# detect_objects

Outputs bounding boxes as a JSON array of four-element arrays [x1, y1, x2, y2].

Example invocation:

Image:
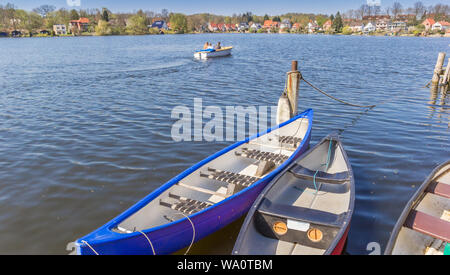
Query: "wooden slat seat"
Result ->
[[427, 181, 450, 199], [258, 198, 346, 227], [289, 164, 350, 184], [235, 148, 289, 165], [404, 210, 450, 242], [160, 193, 212, 215], [200, 168, 260, 187], [279, 136, 303, 148]]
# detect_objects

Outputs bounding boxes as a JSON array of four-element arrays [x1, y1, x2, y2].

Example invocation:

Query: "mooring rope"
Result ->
[[81, 241, 100, 256], [301, 77, 377, 108], [171, 212, 195, 255], [137, 230, 156, 255]]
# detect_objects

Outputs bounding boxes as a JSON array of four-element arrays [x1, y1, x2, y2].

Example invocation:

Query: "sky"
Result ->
[[0, 0, 447, 15]]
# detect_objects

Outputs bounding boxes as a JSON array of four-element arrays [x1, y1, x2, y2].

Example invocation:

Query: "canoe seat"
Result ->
[[404, 210, 450, 242], [159, 193, 212, 215], [200, 168, 259, 187], [427, 182, 450, 199], [279, 136, 303, 148], [235, 148, 289, 165], [289, 164, 350, 184], [258, 198, 346, 227]]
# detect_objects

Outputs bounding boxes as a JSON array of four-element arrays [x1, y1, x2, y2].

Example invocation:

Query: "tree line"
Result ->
[[0, 1, 450, 35]]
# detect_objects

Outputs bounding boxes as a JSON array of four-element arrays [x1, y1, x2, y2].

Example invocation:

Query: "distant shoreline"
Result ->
[[0, 32, 450, 39]]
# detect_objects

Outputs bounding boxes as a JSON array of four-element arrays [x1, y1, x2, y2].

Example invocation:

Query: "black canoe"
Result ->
[[385, 160, 450, 255], [232, 135, 355, 255]]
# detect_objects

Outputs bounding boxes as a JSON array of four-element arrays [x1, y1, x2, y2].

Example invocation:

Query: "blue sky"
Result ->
[[0, 0, 446, 15]]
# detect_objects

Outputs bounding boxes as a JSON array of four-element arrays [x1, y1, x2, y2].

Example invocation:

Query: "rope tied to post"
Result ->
[[300, 74, 377, 108]]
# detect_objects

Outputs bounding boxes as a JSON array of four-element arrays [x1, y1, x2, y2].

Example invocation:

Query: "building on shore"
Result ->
[[388, 21, 408, 32], [250, 23, 262, 31], [431, 21, 450, 31], [280, 19, 292, 30], [53, 24, 67, 35], [350, 21, 365, 33], [375, 18, 391, 31], [322, 20, 333, 31], [422, 18, 436, 31], [363, 22, 377, 34], [263, 20, 280, 29], [69, 17, 89, 33], [307, 20, 319, 33]]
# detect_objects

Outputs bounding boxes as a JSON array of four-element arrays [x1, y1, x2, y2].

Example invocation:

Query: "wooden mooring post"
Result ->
[[277, 60, 301, 124], [431, 52, 445, 85], [440, 58, 450, 92]]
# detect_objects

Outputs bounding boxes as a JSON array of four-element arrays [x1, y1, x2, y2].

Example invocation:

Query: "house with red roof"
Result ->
[[69, 17, 89, 32], [422, 18, 436, 31], [431, 21, 450, 31], [263, 20, 280, 29], [208, 23, 219, 32], [292, 23, 302, 31], [322, 20, 333, 31]]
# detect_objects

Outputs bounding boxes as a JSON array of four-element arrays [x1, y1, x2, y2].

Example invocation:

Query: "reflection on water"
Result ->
[[0, 34, 450, 254]]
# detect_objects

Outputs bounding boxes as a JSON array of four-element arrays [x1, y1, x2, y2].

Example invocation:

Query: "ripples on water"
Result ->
[[0, 35, 450, 254]]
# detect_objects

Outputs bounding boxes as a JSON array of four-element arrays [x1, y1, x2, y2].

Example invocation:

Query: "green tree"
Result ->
[[70, 10, 80, 20], [24, 12, 44, 33], [169, 13, 187, 33], [33, 5, 56, 18], [342, 26, 353, 35], [332, 12, 344, 32], [102, 8, 109, 22], [95, 20, 112, 35], [127, 14, 148, 35]]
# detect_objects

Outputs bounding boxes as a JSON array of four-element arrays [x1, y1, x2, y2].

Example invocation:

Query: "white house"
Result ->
[[350, 23, 365, 32], [53, 24, 67, 35], [250, 23, 262, 30], [388, 21, 408, 31], [431, 21, 450, 31], [308, 21, 319, 33], [363, 22, 377, 33]]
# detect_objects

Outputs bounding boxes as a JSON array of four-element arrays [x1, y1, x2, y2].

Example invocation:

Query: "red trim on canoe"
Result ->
[[427, 182, 450, 199], [405, 210, 450, 242], [331, 226, 350, 255]]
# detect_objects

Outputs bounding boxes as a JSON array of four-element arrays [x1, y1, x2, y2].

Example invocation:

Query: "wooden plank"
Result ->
[[404, 210, 450, 242], [427, 182, 450, 199]]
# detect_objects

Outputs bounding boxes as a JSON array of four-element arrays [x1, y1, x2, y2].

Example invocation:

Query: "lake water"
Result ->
[[0, 34, 450, 254]]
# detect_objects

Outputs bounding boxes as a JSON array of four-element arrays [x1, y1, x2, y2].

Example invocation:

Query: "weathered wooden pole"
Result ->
[[277, 61, 301, 124], [431, 52, 448, 85], [286, 60, 301, 116], [440, 58, 450, 92]]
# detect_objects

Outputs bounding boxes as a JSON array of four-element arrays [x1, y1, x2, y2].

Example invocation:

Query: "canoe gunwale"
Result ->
[[75, 109, 314, 251], [384, 160, 450, 255], [232, 133, 355, 255]]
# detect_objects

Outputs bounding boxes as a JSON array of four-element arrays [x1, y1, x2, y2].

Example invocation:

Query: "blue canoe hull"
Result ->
[[76, 110, 313, 255]]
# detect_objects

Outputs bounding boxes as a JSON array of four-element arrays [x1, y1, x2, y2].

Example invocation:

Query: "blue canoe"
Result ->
[[76, 109, 313, 255]]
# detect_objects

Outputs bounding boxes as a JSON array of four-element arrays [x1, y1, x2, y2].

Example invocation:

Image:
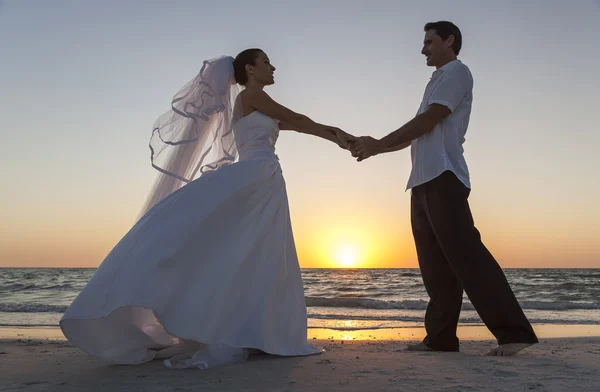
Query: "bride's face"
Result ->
[[248, 52, 275, 86]]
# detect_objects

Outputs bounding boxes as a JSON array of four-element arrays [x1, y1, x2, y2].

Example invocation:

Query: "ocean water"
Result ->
[[0, 268, 600, 330]]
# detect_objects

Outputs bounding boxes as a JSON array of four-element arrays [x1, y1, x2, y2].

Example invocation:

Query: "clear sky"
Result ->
[[0, 0, 600, 268]]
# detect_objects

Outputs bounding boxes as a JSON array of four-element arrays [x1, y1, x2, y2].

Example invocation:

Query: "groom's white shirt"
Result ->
[[406, 60, 473, 190]]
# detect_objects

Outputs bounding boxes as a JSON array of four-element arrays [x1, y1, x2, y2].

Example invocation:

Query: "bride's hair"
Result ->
[[233, 48, 263, 86]]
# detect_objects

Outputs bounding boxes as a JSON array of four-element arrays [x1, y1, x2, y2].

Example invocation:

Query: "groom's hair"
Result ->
[[425, 20, 462, 56]]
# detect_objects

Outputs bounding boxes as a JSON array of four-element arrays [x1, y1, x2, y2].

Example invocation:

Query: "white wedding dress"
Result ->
[[60, 112, 322, 369]]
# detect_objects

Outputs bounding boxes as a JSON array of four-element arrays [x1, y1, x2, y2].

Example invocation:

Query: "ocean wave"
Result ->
[[0, 303, 67, 313], [306, 297, 600, 310]]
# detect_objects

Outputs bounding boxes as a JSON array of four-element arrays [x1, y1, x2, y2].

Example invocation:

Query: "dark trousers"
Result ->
[[411, 171, 538, 351]]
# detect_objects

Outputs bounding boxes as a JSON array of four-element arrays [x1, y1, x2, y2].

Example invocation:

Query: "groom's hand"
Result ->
[[350, 136, 381, 162]]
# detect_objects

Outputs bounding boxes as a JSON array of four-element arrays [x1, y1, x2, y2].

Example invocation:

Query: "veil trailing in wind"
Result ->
[[138, 56, 240, 219]]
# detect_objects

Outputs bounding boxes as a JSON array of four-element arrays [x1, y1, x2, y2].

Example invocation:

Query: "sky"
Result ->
[[0, 0, 600, 268]]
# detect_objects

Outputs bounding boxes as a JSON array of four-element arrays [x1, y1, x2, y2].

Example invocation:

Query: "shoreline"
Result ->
[[0, 331, 600, 392], [0, 324, 600, 341]]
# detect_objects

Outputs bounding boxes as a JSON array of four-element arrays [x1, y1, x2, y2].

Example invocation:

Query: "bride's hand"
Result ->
[[335, 128, 356, 150]]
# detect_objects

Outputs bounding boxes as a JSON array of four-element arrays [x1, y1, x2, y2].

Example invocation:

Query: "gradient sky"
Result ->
[[0, 0, 600, 268]]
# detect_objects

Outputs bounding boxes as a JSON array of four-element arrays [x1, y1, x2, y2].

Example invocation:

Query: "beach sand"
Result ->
[[0, 325, 600, 392]]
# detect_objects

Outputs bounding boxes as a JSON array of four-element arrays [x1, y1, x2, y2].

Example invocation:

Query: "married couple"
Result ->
[[60, 21, 538, 369]]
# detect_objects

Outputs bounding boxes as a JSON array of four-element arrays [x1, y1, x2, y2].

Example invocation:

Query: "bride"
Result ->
[[60, 49, 353, 369]]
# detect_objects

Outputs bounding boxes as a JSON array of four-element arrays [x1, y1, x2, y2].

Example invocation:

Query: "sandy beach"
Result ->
[[0, 326, 600, 392]]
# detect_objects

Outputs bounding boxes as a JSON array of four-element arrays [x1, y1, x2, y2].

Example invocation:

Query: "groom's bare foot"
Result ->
[[487, 343, 533, 357], [406, 342, 435, 351]]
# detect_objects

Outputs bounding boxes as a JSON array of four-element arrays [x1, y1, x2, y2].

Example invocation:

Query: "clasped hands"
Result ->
[[336, 128, 381, 162]]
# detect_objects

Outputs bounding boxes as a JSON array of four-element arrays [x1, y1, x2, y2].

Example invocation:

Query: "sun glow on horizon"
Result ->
[[335, 245, 359, 267]]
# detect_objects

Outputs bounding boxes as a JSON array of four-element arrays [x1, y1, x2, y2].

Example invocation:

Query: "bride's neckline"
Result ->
[[234, 110, 273, 125]]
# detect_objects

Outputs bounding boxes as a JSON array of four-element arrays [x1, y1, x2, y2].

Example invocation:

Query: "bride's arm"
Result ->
[[247, 90, 352, 148]]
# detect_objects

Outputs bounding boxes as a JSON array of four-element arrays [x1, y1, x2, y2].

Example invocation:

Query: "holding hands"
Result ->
[[335, 128, 381, 162]]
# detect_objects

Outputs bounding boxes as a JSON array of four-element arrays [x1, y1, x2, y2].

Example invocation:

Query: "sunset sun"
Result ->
[[336, 245, 358, 267]]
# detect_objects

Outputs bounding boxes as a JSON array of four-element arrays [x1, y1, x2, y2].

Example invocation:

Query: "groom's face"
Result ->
[[421, 29, 452, 68]]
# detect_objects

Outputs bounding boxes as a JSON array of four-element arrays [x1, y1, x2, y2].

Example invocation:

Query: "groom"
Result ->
[[348, 21, 538, 355]]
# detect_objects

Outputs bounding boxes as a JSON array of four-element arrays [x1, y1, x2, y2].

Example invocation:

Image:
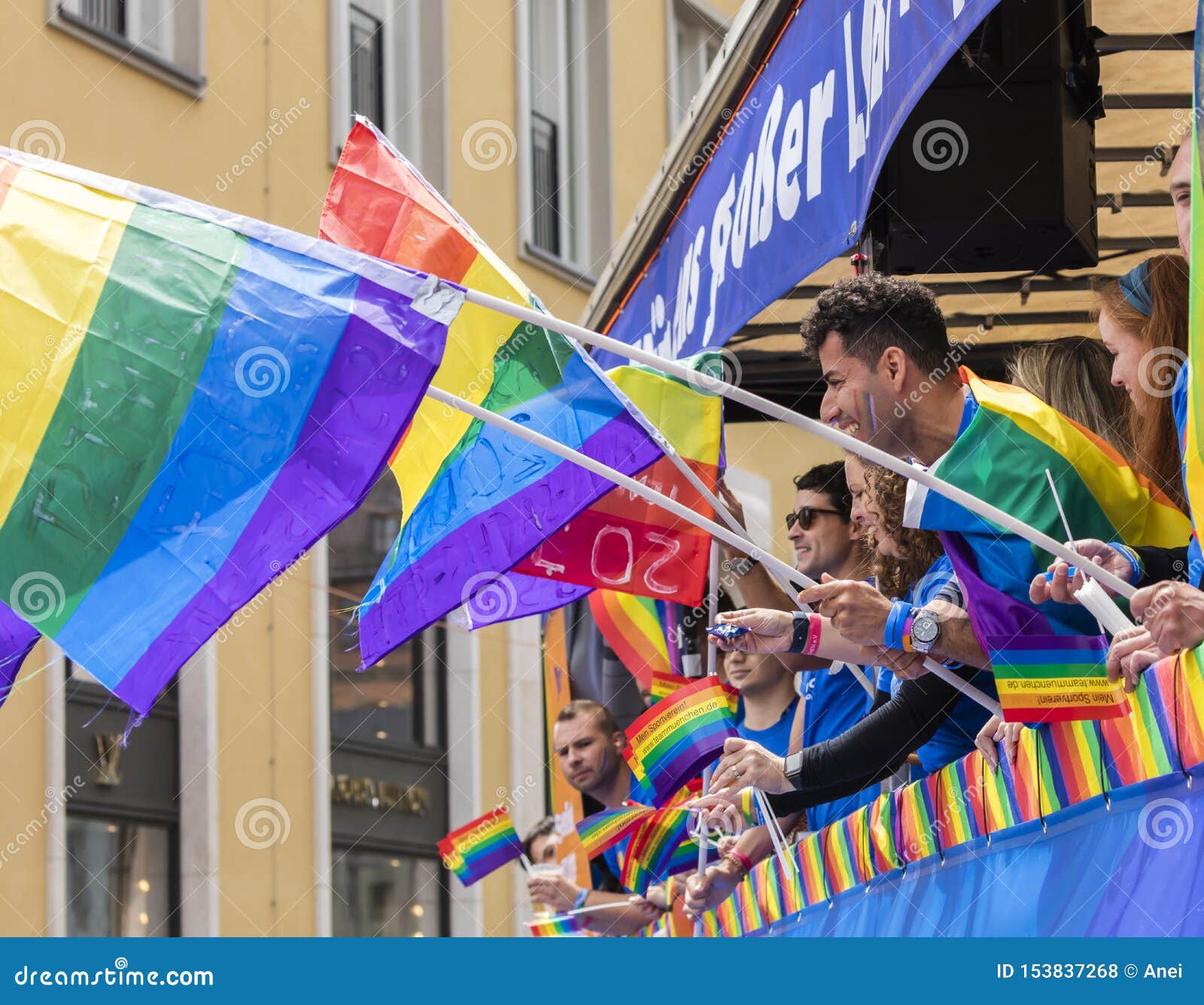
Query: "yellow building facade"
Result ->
[[0, 0, 738, 936]]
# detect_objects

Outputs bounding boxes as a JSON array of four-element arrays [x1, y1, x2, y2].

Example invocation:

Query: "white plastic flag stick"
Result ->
[[426, 383, 1001, 716], [455, 289, 1136, 598], [1045, 467, 1133, 635]]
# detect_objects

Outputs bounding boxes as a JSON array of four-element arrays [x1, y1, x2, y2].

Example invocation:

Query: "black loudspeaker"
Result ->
[[869, 0, 1103, 275]]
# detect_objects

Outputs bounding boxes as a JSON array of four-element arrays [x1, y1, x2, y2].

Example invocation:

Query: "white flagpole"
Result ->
[[452, 289, 1136, 598], [426, 380, 1002, 716]]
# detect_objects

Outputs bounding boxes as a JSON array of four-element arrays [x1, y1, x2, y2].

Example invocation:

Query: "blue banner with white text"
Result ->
[[600, 0, 998, 367]]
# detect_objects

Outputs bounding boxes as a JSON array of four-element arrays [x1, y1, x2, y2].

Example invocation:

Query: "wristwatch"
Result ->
[[786, 751, 803, 789], [911, 608, 941, 653]]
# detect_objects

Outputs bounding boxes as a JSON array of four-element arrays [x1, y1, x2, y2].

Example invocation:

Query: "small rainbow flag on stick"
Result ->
[[622, 678, 739, 802], [438, 806, 522, 887], [526, 915, 584, 939], [576, 804, 656, 858]]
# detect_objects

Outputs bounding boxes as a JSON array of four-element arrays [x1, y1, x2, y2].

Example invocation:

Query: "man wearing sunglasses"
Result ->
[[720, 460, 877, 830]]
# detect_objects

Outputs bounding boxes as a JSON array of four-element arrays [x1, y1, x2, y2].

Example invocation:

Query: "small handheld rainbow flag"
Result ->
[[576, 802, 656, 858], [438, 806, 522, 887], [526, 915, 585, 939], [622, 678, 739, 802]]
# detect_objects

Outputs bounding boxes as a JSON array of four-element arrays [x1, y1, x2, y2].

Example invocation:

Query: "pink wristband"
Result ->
[[803, 614, 823, 656]]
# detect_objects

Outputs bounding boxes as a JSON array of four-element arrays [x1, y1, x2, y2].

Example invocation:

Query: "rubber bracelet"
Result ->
[[724, 848, 752, 875], [803, 614, 823, 656], [1108, 541, 1142, 586]]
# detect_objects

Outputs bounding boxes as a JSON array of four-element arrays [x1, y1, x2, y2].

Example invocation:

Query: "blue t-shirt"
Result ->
[[803, 666, 881, 830], [594, 774, 649, 887], [736, 698, 798, 757], [883, 554, 996, 775]]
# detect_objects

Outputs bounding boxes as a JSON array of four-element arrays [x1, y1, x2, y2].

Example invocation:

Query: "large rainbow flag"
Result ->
[[0, 148, 450, 712], [438, 806, 522, 887], [321, 119, 662, 664], [907, 367, 1190, 722]]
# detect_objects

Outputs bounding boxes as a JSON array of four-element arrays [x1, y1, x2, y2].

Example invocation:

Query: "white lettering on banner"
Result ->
[[637, 0, 965, 358], [799, 70, 835, 203], [590, 527, 636, 586], [644, 530, 682, 594]]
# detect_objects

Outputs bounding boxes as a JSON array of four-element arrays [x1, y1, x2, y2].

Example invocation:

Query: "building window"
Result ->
[[50, 0, 205, 94], [331, 848, 443, 937], [329, 0, 447, 188], [519, 0, 612, 279], [348, 5, 384, 123], [68, 813, 173, 939], [668, 0, 727, 135], [369, 513, 401, 556]]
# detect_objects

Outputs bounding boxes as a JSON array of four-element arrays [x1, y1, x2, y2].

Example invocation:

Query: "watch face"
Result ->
[[911, 614, 941, 644]]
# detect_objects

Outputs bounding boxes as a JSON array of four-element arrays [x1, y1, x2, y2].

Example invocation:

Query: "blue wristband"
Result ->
[[883, 600, 915, 650], [1108, 541, 1142, 586]]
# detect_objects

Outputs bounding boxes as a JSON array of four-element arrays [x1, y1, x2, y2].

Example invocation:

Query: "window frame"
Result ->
[[46, 0, 208, 98], [515, 0, 614, 282]]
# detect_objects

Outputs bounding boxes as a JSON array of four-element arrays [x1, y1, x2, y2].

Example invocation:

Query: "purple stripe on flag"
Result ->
[[114, 279, 447, 714], [360, 413, 661, 666]]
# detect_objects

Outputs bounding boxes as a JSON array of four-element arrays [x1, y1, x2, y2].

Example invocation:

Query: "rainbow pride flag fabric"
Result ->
[[321, 119, 664, 664], [905, 367, 1190, 722], [0, 148, 452, 712], [438, 806, 522, 887], [622, 678, 739, 804]]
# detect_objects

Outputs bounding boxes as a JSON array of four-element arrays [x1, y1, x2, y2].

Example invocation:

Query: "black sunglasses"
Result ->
[[786, 506, 844, 530]]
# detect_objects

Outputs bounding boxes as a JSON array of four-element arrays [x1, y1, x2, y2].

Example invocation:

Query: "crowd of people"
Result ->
[[526, 131, 1204, 934]]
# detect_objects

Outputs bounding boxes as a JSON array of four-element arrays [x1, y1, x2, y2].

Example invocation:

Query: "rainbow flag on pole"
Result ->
[[0, 148, 450, 712], [905, 367, 1190, 722], [622, 678, 739, 802], [321, 119, 664, 664], [438, 806, 522, 887]]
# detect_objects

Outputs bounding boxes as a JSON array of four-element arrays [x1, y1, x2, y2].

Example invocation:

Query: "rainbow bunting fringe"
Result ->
[[624, 678, 739, 802], [438, 806, 522, 887], [321, 119, 664, 665], [0, 148, 452, 714]]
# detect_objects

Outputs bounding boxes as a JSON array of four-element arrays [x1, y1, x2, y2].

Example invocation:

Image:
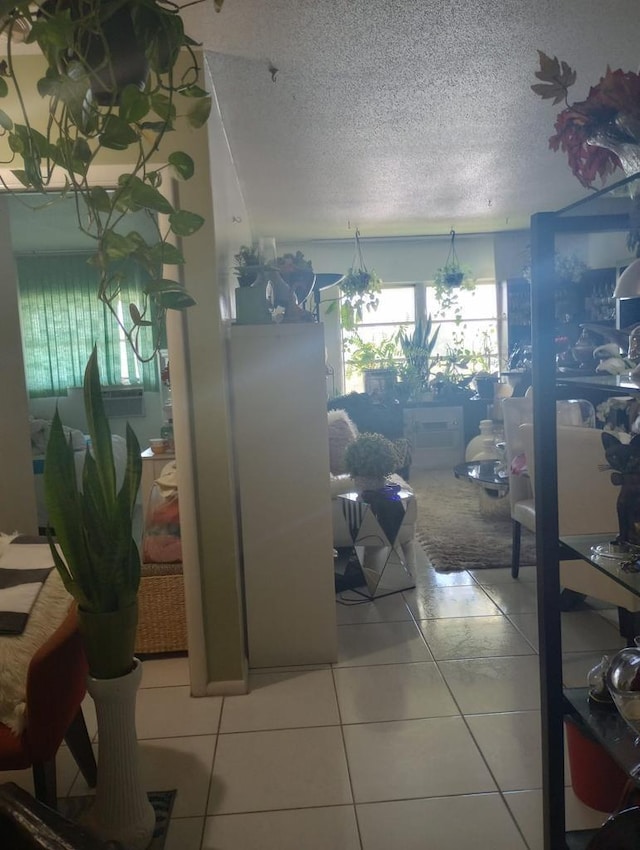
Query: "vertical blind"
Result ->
[[16, 253, 159, 398]]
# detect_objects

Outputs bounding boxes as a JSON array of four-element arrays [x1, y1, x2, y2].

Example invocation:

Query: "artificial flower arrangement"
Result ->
[[531, 50, 640, 189], [596, 396, 640, 443]]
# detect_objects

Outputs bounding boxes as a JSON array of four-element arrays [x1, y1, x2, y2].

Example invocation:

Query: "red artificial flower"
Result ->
[[532, 58, 640, 189]]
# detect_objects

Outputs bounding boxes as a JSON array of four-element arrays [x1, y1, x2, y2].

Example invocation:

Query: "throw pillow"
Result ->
[[327, 410, 358, 475]]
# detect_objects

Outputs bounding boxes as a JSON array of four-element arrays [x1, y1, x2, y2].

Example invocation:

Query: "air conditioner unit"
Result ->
[[102, 387, 145, 419]]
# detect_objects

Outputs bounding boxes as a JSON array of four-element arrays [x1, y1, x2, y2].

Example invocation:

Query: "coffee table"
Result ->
[[453, 460, 509, 496]]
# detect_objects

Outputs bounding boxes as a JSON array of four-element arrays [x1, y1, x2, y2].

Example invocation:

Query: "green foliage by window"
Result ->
[[0, 0, 223, 359]]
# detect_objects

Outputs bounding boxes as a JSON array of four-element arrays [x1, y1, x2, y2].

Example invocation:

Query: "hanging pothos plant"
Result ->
[[433, 230, 476, 324], [0, 0, 224, 360], [338, 230, 382, 330]]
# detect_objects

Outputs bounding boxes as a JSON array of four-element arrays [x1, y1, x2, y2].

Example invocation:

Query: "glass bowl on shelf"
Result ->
[[605, 638, 640, 743]]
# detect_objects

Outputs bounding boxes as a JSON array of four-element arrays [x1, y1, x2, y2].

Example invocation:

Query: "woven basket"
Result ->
[[136, 564, 187, 655]]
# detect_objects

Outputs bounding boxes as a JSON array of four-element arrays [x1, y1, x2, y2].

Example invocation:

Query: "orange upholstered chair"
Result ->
[[0, 605, 97, 808]]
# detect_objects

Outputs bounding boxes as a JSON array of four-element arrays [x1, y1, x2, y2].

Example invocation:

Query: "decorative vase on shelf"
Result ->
[[588, 115, 640, 200], [611, 472, 640, 547], [464, 419, 498, 462], [235, 272, 272, 325]]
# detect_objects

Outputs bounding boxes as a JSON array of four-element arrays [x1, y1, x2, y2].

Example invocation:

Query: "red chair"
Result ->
[[0, 605, 97, 809]]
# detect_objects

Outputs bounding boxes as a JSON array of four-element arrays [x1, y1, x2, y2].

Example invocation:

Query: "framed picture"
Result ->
[[364, 369, 398, 398]]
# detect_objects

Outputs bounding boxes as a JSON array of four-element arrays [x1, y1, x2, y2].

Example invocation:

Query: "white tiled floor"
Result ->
[[0, 548, 623, 850]]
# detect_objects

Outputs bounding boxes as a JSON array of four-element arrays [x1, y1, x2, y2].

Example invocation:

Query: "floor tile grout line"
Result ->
[[331, 666, 364, 850], [205, 696, 226, 820]]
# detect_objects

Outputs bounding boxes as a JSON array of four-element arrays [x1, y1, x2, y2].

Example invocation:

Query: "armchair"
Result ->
[[502, 393, 595, 578], [0, 605, 97, 809]]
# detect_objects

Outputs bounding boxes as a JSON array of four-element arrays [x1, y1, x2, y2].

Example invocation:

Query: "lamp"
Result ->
[[613, 258, 640, 298]]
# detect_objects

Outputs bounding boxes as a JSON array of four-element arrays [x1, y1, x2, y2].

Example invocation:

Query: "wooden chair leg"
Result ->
[[64, 708, 98, 788], [33, 759, 58, 809], [511, 519, 522, 578]]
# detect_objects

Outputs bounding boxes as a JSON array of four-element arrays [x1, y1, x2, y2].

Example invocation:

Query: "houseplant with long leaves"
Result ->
[[44, 348, 155, 850], [44, 348, 142, 679], [0, 0, 223, 360]]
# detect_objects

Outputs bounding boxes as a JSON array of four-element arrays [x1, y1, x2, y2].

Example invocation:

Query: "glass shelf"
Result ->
::::::::::
__Given request__. Please write out again everything from the start of the records through the line holding "136, 303, 148]]", inclusive, with the requests kept, and shift every bounding-box coordinate in the answers up by 32. Leave the pictures out.

__Answer to the problem__.
# detect_objects

Outputs bounding boxes as a JSON array of four-element arrays [x1, y1, x2, y2].

Example invocation:

Image:
Query: "wooden slat seat"
Result ->
[[459, 213, 482, 231], [290, 230, 378, 259], [321, 196, 382, 216], [267, 180, 321, 197], [436, 242, 482, 274], [192, 225, 244, 247], [232, 200, 292, 219], [311, 168, 335, 180]]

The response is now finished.